Point-per-instance localization data
---
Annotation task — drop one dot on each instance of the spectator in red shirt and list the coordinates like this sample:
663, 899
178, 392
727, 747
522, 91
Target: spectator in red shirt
---
• _DIRECTIONS FOR THIS TASK_:
Each entry needs to be written out again, exactly as given.

• _SOLUTION TO THE PROBLEM_:
Annotation task — drop one dot on each instance of the spectator in red shirt and list the coordinates like this sample:
663, 899
178, 392
727, 747
522, 91
Target: spectator in red shirt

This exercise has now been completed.